Passage shown
"""

For traditional software, developers sometimes, on the other hand, have to develop some basic components from the ground up, and this costs money and time spent.
Notably, the program written in Solidity allows:
- Ability to be compiled to Transparent byte code (no hidden web APIs) and ABI: Application Binary Interface (Standardized API structure )
- No downtime, ensuring high availability
- Basic State Machine functionality in EVM (state, access, update, etc)
- Composable interfaces between different smart contract applications
- Built-in gas and payment system (no dependence on 3rd payment parties)
- Low-level performance access via Solidity Assembly
However, the primary trade-off for Composable Computation is security. Composability, to some extent, means that it can not be helped that external actors could deploy malicious smart contracts while hiding their identity. As well, those actors can not only access the smart contract application’s codebase, but they can also do stress tests without limitation.
Compared to traditional software, such attackers can not often observe the codebase when the software is closed-source. Moreover, if there is a bug, the maintainer still keeps offline during the bug discovery phase.
Thereby, Solidity could be classified as High Usefulness and Low Safety.
Cairo
Cairo is the first Turing-complete programming language, enabling layer 2 systems to do Provable Computation.
Provability, in this context, means that a proof can be generated on the layer 2 system (Prover, Starknet OS, Sequencer) to be verified on the layer 1 full node (via EVM) that the Cairo program output has been correctly computed. This allows scalability because the running time for generating proof is nearly linear, while that figure for verification is poly-logarithmic in the number of computations. Thus, the cost of on-chain computation does not change much with the computation size. In simple words, the computations occur on layer 2 rather than layer 1, and the full node on layer 1 use fewer computation resource to validate generated proofs. This is because there is no re-execution of computation in the verification process.

"""

Work to do
a: Output the part of the Solidity and Cairo passage between "- No downtime, ensuring" and "tests without limitation.", inclusive.
b: In the Solidity and Cairo passage, what is named as the primary trade-off for Composable Computation?
The records are separate material from the Solidity and Cairo passage.

[Coordinate annotation records]
"""

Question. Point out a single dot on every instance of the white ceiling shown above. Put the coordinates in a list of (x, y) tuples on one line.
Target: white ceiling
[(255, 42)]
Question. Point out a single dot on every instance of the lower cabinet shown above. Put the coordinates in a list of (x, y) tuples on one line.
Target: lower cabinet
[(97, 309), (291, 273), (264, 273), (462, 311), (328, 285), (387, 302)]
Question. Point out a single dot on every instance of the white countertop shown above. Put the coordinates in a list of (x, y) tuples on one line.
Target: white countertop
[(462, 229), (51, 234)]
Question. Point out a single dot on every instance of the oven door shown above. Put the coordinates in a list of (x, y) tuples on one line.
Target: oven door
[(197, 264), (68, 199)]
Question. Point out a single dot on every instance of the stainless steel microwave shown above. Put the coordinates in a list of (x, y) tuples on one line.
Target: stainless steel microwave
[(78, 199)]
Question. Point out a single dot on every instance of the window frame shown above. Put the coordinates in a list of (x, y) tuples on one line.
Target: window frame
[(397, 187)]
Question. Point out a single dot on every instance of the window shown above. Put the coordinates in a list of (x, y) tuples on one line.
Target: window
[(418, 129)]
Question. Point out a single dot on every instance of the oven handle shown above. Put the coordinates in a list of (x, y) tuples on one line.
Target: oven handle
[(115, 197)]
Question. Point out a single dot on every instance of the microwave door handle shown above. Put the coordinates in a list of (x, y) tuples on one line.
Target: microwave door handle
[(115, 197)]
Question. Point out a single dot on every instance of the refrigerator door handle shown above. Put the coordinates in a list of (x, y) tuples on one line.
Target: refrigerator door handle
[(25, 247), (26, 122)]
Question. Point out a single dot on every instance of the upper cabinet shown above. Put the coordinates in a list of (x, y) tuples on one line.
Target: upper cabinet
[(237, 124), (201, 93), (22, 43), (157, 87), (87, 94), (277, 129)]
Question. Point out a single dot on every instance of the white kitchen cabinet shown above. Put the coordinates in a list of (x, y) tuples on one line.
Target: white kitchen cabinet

"""

Task-by-task results
a:
- No downtime, ensuring high availability
- Basic State Machine functionality in EVM (state, access, update, etc)
- Composable interfaces between different smart contract applications
- Built-in gas and payment system (no dependence on 3rd payment parties)
- Low-level performance access via Solidity Assembly
However, the primary trade-off for Composable Computation is security. Composability, to some extent, means that it can not be helped that external actors could deploy malicious smart contracts while hiding their identity. As well, those actors can not only access the smart contract application’s codebase, but they can also do stress tests without limitation.

b: Security